* [AIM OF THE EXERCISE] Place every line of the listing below into a JSON list of strings, one string per line, and leave out any blank lines.

○ ○ ○ ○ ○

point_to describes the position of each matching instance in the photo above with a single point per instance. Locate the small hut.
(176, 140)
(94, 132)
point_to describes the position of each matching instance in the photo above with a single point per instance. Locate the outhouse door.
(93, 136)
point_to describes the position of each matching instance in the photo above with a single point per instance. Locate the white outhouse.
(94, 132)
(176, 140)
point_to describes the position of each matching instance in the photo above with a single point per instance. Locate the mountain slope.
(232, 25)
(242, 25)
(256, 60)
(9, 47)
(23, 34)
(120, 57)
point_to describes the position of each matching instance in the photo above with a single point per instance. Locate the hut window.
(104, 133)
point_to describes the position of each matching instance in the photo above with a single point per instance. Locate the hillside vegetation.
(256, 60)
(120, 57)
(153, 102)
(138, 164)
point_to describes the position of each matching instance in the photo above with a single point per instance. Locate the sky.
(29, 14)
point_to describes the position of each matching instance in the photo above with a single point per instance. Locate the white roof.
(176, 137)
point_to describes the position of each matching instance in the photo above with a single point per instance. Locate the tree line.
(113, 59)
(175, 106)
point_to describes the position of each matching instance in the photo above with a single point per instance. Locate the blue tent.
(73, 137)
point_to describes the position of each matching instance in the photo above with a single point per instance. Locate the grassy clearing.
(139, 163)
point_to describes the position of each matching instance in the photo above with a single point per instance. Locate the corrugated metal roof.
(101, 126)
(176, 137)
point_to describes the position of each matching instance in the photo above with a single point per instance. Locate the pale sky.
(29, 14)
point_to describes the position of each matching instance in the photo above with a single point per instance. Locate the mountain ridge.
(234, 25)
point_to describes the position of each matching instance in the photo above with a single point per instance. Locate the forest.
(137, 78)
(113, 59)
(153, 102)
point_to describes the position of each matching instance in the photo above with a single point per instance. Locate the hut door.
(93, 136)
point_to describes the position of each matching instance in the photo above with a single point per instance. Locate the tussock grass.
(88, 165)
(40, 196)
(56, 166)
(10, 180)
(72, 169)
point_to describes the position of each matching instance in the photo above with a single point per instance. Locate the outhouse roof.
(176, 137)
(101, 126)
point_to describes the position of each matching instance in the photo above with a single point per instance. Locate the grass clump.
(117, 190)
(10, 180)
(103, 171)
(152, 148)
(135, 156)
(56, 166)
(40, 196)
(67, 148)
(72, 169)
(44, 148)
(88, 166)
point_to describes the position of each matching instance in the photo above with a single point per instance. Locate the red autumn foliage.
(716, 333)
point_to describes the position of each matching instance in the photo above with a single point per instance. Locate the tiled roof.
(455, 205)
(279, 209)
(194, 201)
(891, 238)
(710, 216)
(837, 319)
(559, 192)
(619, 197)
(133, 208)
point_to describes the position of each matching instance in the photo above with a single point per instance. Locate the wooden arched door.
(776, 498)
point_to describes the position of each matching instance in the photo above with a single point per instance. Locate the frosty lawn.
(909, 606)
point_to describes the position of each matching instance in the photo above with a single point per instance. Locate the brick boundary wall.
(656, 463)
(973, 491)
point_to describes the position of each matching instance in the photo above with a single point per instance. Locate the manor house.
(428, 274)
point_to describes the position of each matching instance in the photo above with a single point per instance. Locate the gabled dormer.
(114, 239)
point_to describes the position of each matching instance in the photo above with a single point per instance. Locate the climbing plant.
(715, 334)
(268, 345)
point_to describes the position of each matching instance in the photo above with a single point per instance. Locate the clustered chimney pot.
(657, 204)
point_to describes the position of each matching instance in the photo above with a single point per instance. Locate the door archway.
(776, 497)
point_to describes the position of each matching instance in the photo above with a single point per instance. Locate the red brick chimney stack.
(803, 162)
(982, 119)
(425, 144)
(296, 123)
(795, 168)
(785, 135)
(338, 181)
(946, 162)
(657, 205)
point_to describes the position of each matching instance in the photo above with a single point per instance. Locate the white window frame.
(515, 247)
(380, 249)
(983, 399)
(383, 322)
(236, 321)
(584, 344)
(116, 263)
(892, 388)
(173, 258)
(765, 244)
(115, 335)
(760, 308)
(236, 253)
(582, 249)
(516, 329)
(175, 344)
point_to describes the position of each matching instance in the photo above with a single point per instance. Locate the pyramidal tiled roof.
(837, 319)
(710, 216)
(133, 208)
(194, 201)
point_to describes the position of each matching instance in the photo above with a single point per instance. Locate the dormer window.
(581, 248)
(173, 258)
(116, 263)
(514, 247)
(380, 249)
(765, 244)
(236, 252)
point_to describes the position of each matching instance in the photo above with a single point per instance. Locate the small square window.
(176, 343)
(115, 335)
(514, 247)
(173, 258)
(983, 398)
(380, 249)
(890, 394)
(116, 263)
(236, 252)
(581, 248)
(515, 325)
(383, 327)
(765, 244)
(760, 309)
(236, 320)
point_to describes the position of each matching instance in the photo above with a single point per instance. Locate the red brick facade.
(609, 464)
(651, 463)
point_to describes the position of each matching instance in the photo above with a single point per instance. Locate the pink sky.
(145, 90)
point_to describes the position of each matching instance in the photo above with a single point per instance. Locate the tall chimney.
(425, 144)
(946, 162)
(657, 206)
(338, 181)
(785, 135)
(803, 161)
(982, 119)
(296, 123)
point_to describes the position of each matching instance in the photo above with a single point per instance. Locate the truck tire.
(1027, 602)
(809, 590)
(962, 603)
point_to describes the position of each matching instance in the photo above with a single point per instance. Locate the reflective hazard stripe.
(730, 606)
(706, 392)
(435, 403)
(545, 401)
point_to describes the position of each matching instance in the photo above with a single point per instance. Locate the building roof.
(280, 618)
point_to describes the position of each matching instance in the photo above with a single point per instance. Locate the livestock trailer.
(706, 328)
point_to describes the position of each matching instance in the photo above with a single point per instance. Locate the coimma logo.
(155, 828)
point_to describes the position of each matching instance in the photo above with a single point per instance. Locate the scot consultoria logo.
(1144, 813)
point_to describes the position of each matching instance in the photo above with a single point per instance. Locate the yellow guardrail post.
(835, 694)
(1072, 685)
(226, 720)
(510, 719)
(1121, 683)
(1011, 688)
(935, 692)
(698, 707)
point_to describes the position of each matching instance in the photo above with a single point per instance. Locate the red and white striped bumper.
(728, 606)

○ ○ ○ ○ ○

* [THE SOLUTION]
[
  "point_to describes the position of each matching instance in the photo above with a single point per instance. Locate the small hut.",
  "(176, 140)",
  "(94, 132)",
  "point_to describes the position of each matching instance in the photo above with a single point per instance. Locate the outhouse door.",
  "(93, 136)",
  "point_to describes the position of each matching instance in the photo above with a single point per instance. Locate the white outhouse.",
  "(94, 132)",
  "(176, 140)",
  "point_to describes the position of each matching instance in the photo above with a single point per instance. Locate the mountain slope.",
  "(232, 25)",
  "(242, 25)",
  "(256, 60)",
  "(9, 47)",
  "(23, 34)",
  "(120, 57)",
  "point_to describes the position of each matching instance in the photo above with a single point per instance. Locate the hut window.",
  "(104, 133)",
  "point_to describes the position of each matching instance in the photo above with a single point per instance. Locate the hillside vegetation.",
  "(256, 60)",
  "(120, 57)",
  "(153, 102)",
  "(138, 164)",
  "point_to describes the position of each matching instance in the photo above with a single point per instance. Locate the sky.",
  "(29, 14)",
  "point_to describes the position of each matching instance in the photo above with a single point per instance. Locate the white roof.",
  "(176, 137)",
  "point_to describes the position of each matching instance in the photo above with a single point per instance. Locate the tree line.",
  "(113, 59)",
  "(175, 106)",
  "point_to describes the position of each matching instance in the photo above with a single point per instance. Locate the blue tent.",
  "(73, 137)",
  "point_to describes the position of each matching instance in the photo above with a single point per instance. Locate the grassy clearing.",
  "(139, 163)",
  "point_to describes the position of each matching instance in the photo above with a single point per instance. Locate the corrugated metal roof.",
  "(101, 126)",
  "(176, 137)",
  "point_to describes the position of each matching instance in the photo above with a single point per instance. Locate the pale sky.",
  "(29, 14)",
  "point_to describes the position of each matching instance in the photo above with a single point per instance. Locate the mountain ridge.",
  "(234, 25)",
  "point_to describes the position of each matching instance in the photo above with a single point per instance. Locate the forest.",
  "(137, 78)",
  "(113, 59)",
  "(153, 102)",
  "point_to describes the position of each matching instance in the photo above with a single point per instance. Locate the hut door.",
  "(93, 136)",
  "point_to describes the position of each matching instance in the photo above with a single point per instance. Locate the tussock grass.",
  "(88, 165)",
  "(40, 196)",
  "(56, 166)",
  "(10, 180)",
  "(72, 169)",
  "point_to describes the position of each matching instance in the photo above with a single point per instance. Locate the outhouse roof.",
  "(176, 137)",
  "(101, 126)",
  "point_to describes the position of each matching instance in the photo above with a single point per instance. Locate the grass clump.",
  "(117, 190)",
  "(10, 180)",
  "(103, 171)",
  "(152, 148)",
  "(135, 156)",
  "(56, 166)",
  "(40, 196)",
  "(67, 148)",
  "(72, 169)",
  "(44, 148)",
  "(88, 166)",
  "point_to describes the position of each matching instance in the photo above with a single point per instance. Locate the red autumn foliage.",
  "(716, 333)",
  "point_to describes the position of each matching instance in the photo above with a single point per instance. Locate the tiled roof.",
  "(455, 205)",
  "(279, 209)",
  "(194, 201)",
  "(891, 238)",
  "(710, 216)",
  "(837, 319)",
  "(559, 192)",
  "(619, 197)",
  "(133, 208)",
  "point_to describes the position of each matching instance in the photo above with a single point per instance. Locate the wooden arched door.",
  "(776, 498)",
  "point_to describes the position of each matching instance in the photo above with a single point per instance. Locate the frosty lawn.",
  "(909, 606)",
  "point_to describes the position of each matching instance in the photo above with a single point per instance. Locate the brick boundary wall.",
  "(656, 463)",
  "(973, 491)",
  "point_to describes the position of each matching instance in the photo above with a single point per instance. Locate the manor house.",
  "(428, 274)",
  "point_to describes the position of each matching instance in the photo above with a single point per instance. Locate the gabled dormer.",
  "(114, 239)",
  "point_to describes the position of each matching instance in the photo above with a single point per instance. Locate the climbing plant.",
  "(715, 334)",
  "(268, 345)",
  "point_to describes the position of each matching instance in the photo above with a single point per instance. Locate the clustered chimney pot.",
  "(657, 204)",
  "point_to describes the position of each matching instance in the photo above with a single point per instance. Locate the door archway.",
  "(776, 497)",
  "point_to describes the position of each matching instance in the photo above with a single point per instance. Locate the red brick chimney stack.",
  "(803, 162)",
  "(982, 119)",
  "(425, 144)",
  "(296, 123)",
  "(795, 168)",
  "(785, 135)",
  "(338, 181)",
  "(946, 162)",
  "(657, 205)",
  "point_to describes the position of each matching instance in the photo above with a single point per instance. Locate the white window frame.",
  "(515, 247)",
  "(380, 249)",
  "(983, 399)",
  "(383, 322)",
  "(236, 321)",
  "(584, 344)",
  "(116, 263)",
  "(892, 388)",
  "(173, 258)",
  "(765, 244)",
  "(115, 335)",
  "(760, 308)",
  "(236, 253)",
  "(582, 249)",
  "(516, 329)",
  "(175, 344)",
  "point_to describes the position of each matching instance in the photo above with a single point per instance. Locate the pyramidal tiled roof.",
  "(837, 319)",
  "(710, 216)",
  "(133, 208)",
  "(194, 201)",
  "point_to describes the position of each matching instance in the photo above with a single point per instance. Locate the dormer window.",
  "(581, 248)",
  "(173, 258)",
  "(116, 263)",
  "(514, 247)",
  "(380, 249)",
  "(765, 244)",
  "(236, 252)",
  "point_to describes the position of each matching instance in the photo above with a single point per instance. Locate the small square window.",
  "(176, 343)",
  "(115, 335)",
  "(514, 247)",
  "(173, 258)",
  "(983, 398)",
  "(380, 249)",
  "(890, 394)",
  "(116, 263)",
  "(236, 252)",
  "(581, 248)",
  "(515, 325)",
  "(383, 327)",
  "(765, 244)",
  "(760, 309)",
  "(236, 320)",
  "point_to describes the position of each matching instance in the photo above with a single point per instance. Locate the red brick facade.",
  "(609, 464)",
  "(651, 463)",
  "point_to describes the position of each matching instance in the photo above with a single point per instance. Locate the pink sky.",
  "(145, 90)",
  "point_to describes the position of each matching instance in the photo above with a single point per instance. Locate the tall chimney.",
  "(425, 144)",
  "(946, 162)",
  "(657, 206)",
  "(338, 181)",
  "(785, 135)",
  "(803, 161)",
  "(982, 119)",
  "(296, 123)",
  "point_to describes the position of each matching instance in the photo above with a single point per instance. Locate the truck tire.",
  "(1027, 602)",
  "(809, 590)",
  "(962, 603)",
  "point_to describes the position of each matching instance in the photo above with a single point per instance. Locate the reflective hazard stripe.",
  "(730, 606)",
  "(706, 392)",
  "(435, 403)",
  "(545, 401)",
  "point_to describes the position of each matching instance in the photo above with a single point per instance. Locate the building roof.",
  "(280, 618)",
  "point_to describes the position of each matching instance in the photo above with a single point per instance. Locate the livestock trailer.",
  "(706, 328)",
  "point_to describes the position of each matching instance in the photo above with a single point per instance. Locate the coimma logo.",
  "(155, 828)",
  "point_to describes the position of each matching instance in the photo above with a single point per instance. Locate the scot consultoria logo.",
  "(1144, 813)",
  "point_to describes the position of each matching instance in the photo above with a single point per instance. Locate the yellow guardrail post.",
  "(835, 694)",
  "(1072, 685)",
  "(226, 720)",
  "(510, 719)",
  "(1121, 683)",
  "(1011, 688)",
  "(935, 692)",
  "(698, 707)",
  "point_to describes the position of each matching instance in the photo above with a single point per instance. Locate the red and white striped bumper.",
  "(728, 606)"
]